(WHAT TO PRODUCE) Write out the passage of the wildcard email below, word for word, from "How many customers are" to "NXDOMAIN to work?".

(TEXT)
---+---

On Thu, Oct 23, 2003 at 06:40:16PM -0400, Andrew Newton wrote:

> >The real issue and reason that .com and .net are different from .museum
> >is that .museum is a "sponsored" domain with a clear owner and a clear
> >constituency that agreed that wildcards were an acceptable and good idea
> >for that TLD.  It serves a very different purpose than .com and .net.
> >I suspect that if you were to approach the community about wildcarding
> >.org or .edu, you'd get similar responses.  Frankly, the only reason I
> >can think of that noone has objected to this in .us is that we just
> >didn't notice the change because not very many people actually use
> >the .us domain in URLs that they type.
> 
> I believe this to be a political opinion.  Unless your network cannot 
> receive mail from machines with these TLD's and unless your machines are 
> incapable of making HTTP requests to domains in the these TLD's, their 
> wildcards have the same effects as the one in com/net.  The DNS protocol 
> doesn't behave differently for "sponsored" domains.

Yes and no.

It's not political opinion, it's the principle of least suprise. A TLD which
is created and /from the start/ uses wildcards isn't going to cause anybody
any headaches.

Similarly, a TLD which has [relatively] few users and later starts to use
wildcards; very few people will care.

When the largest domains in the world suddenly contain wildcard A records,
people notice. The point is that there isn't something fundamentally
different between .com and .museum on a technical level, but that the use of
a wildcard doesn't scale well.

For starters, consider spam:

- How much spam originates from nonexistant .museum domains? As a percentage?

From my logs of the past 12 months, I can tell you: precisely 0%.

From .com/.net combined, you're looking at a huge figure. Suddenly the most
basic initial check which causes mail from nonexistant domains to get
dropped on the floor before it has a chance to be accepted for delivery
stops working. You violate the principle of least suprise.

On another note, how many customers regularly hit .museum domains, again, as 
a percentage?

[I'm sure someone on NANOG would happily grep their Squid logs for us, were
someone to ask]

How many customers are USED to their browser plugin working and providing
search results? How many of them have Internet Explorer configured to hit
the search engine of /their choice/ when it recieves an NXDOMAIN? How many
of them ring support lines because the browser is ignoring the search engine
they chose from the drop-down box?

Are you seriously telling me that the functionality (which obviously
inspired SiteFinder) is badly designed because it relies on NXDOMAIN to work?

No, of course it isn't.

There needs to be some clarification of what wildcards are for, I think.

Put simply, a wildcard is used when you _always_ want it to appear to
clients that a given RR is present. If you provide a wildcard A record, you
are requesting that your DNS server inform clients that ALL HOSTS EXIST.

---+---

(DATA EXCERPTS)

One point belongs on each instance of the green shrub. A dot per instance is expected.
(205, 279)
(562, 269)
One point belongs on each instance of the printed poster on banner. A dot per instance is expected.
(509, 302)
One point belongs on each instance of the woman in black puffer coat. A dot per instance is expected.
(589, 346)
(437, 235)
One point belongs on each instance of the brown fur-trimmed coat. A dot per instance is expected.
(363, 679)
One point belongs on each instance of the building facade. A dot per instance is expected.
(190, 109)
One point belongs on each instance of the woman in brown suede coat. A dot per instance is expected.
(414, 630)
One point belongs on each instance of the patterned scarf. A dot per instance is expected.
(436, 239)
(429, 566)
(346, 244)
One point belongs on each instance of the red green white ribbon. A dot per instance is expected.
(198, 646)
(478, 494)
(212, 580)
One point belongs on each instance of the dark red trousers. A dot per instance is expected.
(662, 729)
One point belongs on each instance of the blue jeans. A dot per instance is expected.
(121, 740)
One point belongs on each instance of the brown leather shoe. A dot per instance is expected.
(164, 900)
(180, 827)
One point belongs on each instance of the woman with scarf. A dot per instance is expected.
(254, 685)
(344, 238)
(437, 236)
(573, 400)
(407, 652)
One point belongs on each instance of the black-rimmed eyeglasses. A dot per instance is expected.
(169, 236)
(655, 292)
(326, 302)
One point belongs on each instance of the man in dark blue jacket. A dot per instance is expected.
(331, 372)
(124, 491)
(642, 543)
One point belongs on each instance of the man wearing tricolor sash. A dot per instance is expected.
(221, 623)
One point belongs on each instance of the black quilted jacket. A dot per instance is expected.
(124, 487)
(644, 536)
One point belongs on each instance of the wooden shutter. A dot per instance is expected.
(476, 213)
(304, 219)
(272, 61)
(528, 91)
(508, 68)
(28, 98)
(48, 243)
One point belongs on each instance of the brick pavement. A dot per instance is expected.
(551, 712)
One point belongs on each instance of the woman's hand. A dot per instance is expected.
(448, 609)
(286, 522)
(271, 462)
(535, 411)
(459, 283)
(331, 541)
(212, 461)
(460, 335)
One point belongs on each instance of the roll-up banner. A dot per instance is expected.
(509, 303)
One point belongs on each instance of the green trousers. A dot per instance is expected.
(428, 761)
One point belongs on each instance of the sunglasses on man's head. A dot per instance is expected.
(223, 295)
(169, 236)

---+---

(ANSWER BELOW)
How many customers are USED to their browser plugin working and providing
search results? How many of them have Internet Explorer configured to hit
the search engine of /their choice/ when it recieves an NXDOMAIN? How many
of them ring support lines because the browser is ignoring the search engine
they chose from the drop-down box?

Are you seriously telling me that the functionality (which obviously
inspired SiteFinder) is badly designed because it relies on NXDOMAIN to work?